* Work order A
Reproduce the stretch of the article on Maj. Hasan from "However, the FBI" through "reached for comment.".
* Work order B
For each statement, say yes or no on whether the article on Maj. Hasan agrees with it, and quote the deciding words. (i) The FBI questioned Maj. Hasan about the intercepted e-mails. (ii) Maj. Hasan faces the death penalty if convicted. (iii) Maj. Moran's superior approved the plan to put Maj. Hasan on probation.

* Source passage
However, the FBI said in a statement that it dismissed the e-mails as apparently part of Maj. Hasan’s work as a psychiatric counselor. The bureau did not share the intercepted communications with the military people who could have stopped Maj. Hasan, nor did the FBI question the major.

An Army inquiry released in January recommended the service look at disciplining Maj. Hasan’s medical superiors who failed to raise red flags about his conduct, and instead passed him along to the next program and command. The e-mails reviewed by The Washington Times were among the report’s restricted annex material not released to the public.

Maj. Hasan, who was wounded by police during the shooting, has been charged with 13 counts of murder and faces the death penalty if convicted. He is awaiting a court martial. His attorney could not be reached for comment.

The e-mails show superior officers had plenty of problems with Maj. Hasan.

In May 2007, as a then-Capt. Hasan approached a June 30 date to complete his residency in psychiatry, his direct supervisor warned higher-ups he had failed a physical by being overweight.

“He is a chronically somewhat unprofessional officer with a somewhat poor work ethic,” Maj. Scott Moran, residency director, wrote in e-mail to a superior.

Maj. Moran said he was preparing to put Maj. Hasan on probation and extend his residency.

But the superior rejected the idea, saying it would prompt a total re-evaluation of Maj. Hasan.

The superior wrote back to Maj. Moran: “Please don’t go forward on anything yet. If you put him on probation, even administrative, will require me to convene a relook board.”

* Records shown
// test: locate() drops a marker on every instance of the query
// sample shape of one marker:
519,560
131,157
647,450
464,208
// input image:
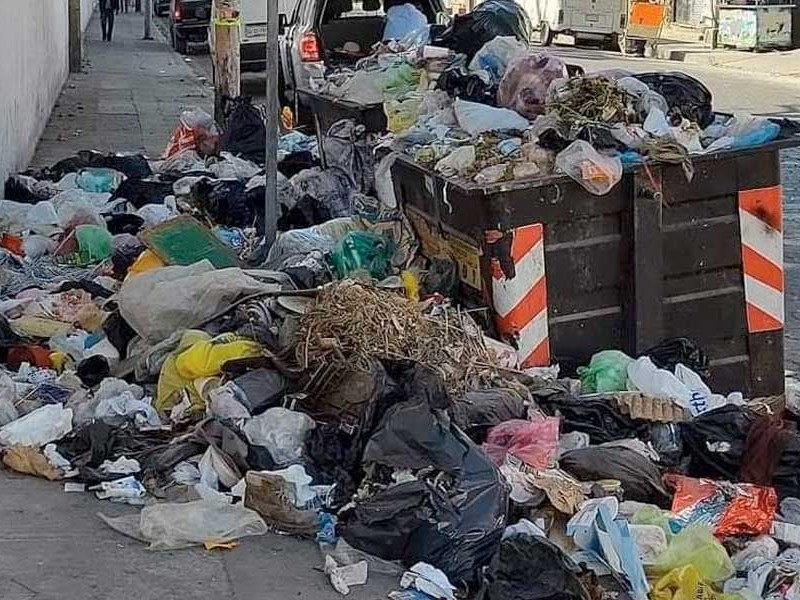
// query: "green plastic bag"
607,372
94,243
652,515
696,546
364,251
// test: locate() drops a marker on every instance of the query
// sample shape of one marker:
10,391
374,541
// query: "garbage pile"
330,387
477,104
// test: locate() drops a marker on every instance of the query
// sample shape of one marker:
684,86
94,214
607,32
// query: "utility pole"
227,63
273,109
75,42
148,19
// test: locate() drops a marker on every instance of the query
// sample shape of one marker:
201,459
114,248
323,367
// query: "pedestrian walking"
107,10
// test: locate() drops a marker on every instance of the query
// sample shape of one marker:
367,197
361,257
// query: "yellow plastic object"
147,261
686,584
171,383
206,358
411,283
697,547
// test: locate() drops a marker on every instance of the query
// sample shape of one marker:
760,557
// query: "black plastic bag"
478,411
640,477
454,525
225,202
245,131
130,165
143,191
529,567
716,441
490,19
595,417
672,351
686,96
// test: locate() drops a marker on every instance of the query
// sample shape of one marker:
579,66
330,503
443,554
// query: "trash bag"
39,427
607,372
225,202
470,32
686,583
593,416
94,243
364,251
159,302
532,443
640,477
97,180
495,56
716,441
477,118
455,527
197,131
526,81
405,21
478,411
731,509
281,431
595,172
670,352
687,97
172,526
245,130
529,567
696,546
345,147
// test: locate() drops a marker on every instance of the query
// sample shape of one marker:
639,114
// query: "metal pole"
271,165
148,19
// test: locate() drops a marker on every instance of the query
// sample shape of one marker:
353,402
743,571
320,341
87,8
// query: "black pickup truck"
188,23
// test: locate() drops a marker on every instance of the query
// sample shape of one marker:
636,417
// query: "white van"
595,20
253,32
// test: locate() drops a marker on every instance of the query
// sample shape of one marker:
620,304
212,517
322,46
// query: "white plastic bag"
173,526
475,118
595,172
37,428
281,431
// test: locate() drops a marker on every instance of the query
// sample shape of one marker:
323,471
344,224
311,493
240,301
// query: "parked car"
188,23
313,38
161,7
585,20
253,32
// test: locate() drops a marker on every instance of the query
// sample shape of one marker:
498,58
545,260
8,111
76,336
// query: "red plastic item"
734,508
531,442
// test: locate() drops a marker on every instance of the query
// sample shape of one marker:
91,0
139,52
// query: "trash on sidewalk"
335,386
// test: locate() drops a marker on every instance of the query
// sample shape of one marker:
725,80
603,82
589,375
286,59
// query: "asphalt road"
734,92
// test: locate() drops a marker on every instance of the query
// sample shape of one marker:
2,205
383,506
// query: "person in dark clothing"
107,10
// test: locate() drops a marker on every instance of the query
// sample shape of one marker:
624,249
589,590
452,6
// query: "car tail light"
309,47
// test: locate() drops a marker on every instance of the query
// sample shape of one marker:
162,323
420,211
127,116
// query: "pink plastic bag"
532,442
526,81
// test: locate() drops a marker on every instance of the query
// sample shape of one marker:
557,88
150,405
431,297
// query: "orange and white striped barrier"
520,297
761,226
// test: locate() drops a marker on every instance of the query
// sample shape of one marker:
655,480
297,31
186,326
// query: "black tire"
546,34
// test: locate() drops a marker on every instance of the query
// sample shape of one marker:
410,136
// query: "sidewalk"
784,63
128,97
55,547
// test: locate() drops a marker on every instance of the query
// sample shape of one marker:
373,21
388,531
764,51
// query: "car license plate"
255,31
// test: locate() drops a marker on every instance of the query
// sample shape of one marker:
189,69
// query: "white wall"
34,65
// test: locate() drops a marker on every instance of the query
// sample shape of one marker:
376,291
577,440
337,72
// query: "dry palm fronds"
354,323
582,101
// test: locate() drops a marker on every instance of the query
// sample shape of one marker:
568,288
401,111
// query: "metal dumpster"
327,110
567,273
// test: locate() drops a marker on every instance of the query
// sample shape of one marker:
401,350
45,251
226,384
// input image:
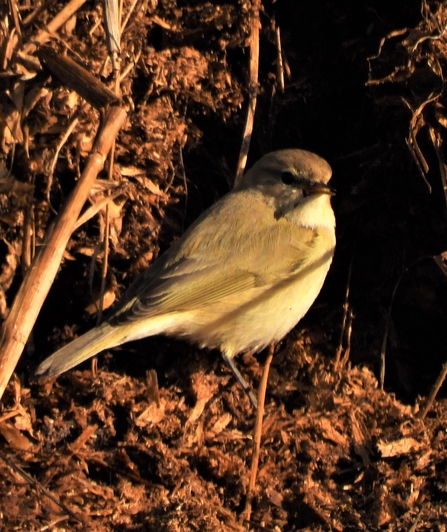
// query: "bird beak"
318,188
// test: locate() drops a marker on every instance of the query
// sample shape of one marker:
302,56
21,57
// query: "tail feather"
83,348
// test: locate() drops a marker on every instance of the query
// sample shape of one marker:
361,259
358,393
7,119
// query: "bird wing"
204,267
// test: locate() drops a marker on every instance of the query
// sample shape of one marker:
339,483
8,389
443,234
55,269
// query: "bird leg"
231,364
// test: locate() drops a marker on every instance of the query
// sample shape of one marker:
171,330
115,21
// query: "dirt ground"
358,82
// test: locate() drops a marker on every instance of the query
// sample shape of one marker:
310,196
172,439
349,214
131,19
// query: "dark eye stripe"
288,178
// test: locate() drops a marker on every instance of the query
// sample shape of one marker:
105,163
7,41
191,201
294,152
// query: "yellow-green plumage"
241,276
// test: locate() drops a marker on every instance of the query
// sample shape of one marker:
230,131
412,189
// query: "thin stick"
33,482
39,278
253,90
59,20
257,433
434,391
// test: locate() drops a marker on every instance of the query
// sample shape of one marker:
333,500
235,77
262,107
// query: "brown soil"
364,89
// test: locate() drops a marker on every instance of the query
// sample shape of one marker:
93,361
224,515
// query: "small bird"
240,278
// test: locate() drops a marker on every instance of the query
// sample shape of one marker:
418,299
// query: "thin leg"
230,363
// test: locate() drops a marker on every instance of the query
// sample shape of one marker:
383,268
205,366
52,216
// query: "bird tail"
83,348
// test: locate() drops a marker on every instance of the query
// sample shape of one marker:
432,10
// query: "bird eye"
288,178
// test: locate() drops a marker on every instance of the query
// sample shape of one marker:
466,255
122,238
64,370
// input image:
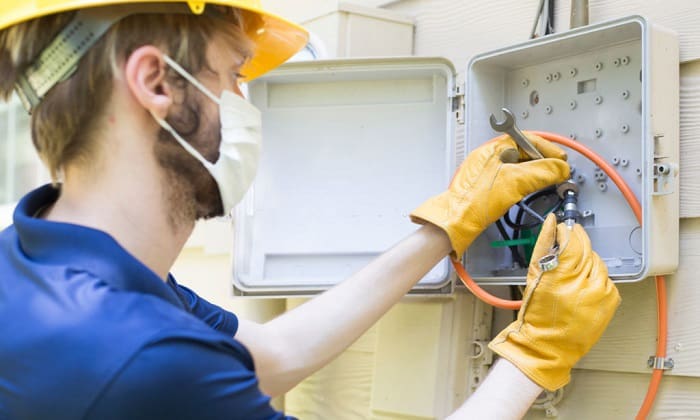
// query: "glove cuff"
438,211
546,369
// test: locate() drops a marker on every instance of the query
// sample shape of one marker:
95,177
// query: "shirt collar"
83,249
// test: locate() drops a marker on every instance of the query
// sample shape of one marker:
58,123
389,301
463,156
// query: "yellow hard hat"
275,39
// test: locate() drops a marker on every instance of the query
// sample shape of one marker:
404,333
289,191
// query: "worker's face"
191,190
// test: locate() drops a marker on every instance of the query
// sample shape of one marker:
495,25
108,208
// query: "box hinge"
458,103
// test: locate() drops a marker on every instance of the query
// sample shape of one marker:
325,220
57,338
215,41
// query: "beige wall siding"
413,364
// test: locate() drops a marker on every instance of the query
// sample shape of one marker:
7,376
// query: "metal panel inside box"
594,86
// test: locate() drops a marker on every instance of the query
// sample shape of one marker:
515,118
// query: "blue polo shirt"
89,332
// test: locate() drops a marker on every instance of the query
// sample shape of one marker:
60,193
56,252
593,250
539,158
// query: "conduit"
660,281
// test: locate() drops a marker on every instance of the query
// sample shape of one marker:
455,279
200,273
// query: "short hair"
64,123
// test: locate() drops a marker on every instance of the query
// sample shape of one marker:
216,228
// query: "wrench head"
504,126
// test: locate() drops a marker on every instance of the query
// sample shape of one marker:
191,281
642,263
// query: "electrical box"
612,87
351,146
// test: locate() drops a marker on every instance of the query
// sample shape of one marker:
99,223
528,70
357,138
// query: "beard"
190,191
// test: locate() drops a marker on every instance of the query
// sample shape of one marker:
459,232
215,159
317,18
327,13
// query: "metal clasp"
662,363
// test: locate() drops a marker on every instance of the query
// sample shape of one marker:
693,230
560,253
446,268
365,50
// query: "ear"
145,73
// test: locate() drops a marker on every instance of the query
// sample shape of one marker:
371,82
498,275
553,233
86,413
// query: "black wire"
528,200
513,249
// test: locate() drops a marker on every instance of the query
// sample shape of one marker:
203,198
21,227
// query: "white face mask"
239,151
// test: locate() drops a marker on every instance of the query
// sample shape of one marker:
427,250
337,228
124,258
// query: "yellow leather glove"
491,180
565,310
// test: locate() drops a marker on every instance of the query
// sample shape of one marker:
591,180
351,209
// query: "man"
137,113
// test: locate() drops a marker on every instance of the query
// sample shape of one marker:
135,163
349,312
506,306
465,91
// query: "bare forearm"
505,394
323,327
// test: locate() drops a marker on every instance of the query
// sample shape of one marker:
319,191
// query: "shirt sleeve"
180,378
215,316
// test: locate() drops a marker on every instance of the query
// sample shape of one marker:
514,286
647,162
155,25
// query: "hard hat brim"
275,38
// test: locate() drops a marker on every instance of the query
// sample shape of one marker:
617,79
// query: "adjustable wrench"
508,126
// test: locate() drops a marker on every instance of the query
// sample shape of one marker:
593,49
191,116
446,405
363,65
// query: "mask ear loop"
196,83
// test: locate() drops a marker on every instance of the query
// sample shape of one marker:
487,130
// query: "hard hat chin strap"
59,60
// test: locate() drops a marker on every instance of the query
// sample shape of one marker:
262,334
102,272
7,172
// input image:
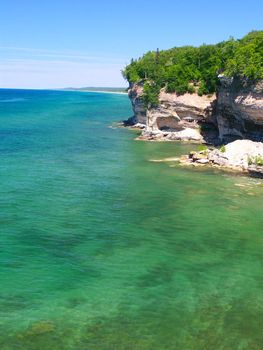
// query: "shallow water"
100,248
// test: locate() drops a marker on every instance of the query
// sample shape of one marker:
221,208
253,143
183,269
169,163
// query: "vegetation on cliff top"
196,69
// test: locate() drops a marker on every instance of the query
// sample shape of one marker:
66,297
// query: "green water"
102,249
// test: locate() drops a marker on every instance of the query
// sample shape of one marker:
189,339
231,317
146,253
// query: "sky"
76,43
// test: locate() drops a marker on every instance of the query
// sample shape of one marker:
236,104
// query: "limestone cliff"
239,110
236,112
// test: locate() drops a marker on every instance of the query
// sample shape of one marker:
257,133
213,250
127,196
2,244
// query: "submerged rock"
241,155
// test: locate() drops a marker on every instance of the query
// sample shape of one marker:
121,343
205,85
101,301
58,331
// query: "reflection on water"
102,249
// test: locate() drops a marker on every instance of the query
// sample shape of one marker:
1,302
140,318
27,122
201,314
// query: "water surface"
102,249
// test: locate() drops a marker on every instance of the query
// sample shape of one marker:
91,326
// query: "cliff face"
236,112
176,117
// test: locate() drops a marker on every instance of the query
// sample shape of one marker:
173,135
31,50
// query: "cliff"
239,110
235,112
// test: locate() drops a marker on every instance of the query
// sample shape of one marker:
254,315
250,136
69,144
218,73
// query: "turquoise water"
100,248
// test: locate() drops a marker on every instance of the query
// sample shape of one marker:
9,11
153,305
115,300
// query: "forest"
196,69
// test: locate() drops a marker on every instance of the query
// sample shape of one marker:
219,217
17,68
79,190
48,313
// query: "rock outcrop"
239,110
236,112
240,155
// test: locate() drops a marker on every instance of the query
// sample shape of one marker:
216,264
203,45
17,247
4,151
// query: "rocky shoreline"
231,120
243,156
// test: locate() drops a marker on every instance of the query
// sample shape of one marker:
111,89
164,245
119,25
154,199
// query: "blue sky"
59,43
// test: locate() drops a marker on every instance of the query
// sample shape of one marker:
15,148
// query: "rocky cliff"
239,110
236,112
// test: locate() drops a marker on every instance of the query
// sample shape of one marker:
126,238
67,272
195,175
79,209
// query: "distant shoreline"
103,92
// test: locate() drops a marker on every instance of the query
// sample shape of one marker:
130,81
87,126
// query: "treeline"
196,69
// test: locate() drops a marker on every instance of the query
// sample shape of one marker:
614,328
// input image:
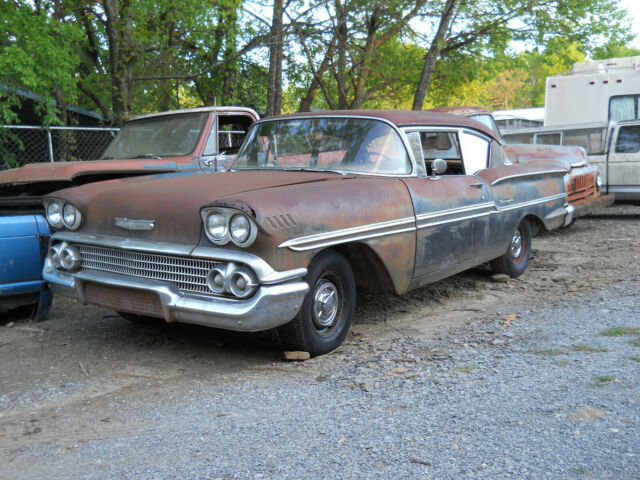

* Task solution A
However, the FBI said in a statement that it dismissed the e-mails as apparently part of Maj. Hasan’s work as a psychiatric counselor. The bureau did not share the intercepted communications with the military people who could have stopped Maj. Hasan, nor did the FBI question the major.

An Army inquiry released in January recommended the service look at disciplining Maj. Hasan’s medical superiors who failed to raise red flags about his conduct, and instead passed him along to the next program and command. The e-mails reviewed by The Washington Times were among the report’s restricted annex material not released to the public.

Maj. Hasan, who was wounded by police during the shooting, has been charged with 13 counts of murder and faces the death penalty if convicted. He is awaiting a court martial. His attorney could not be reached for comment.

* Task solution B
(i) No: "nor did the FBI question the major."
(ii) Yes: "faces the death penalty if convicted"
(iii) No: "But the superior rejected the idea"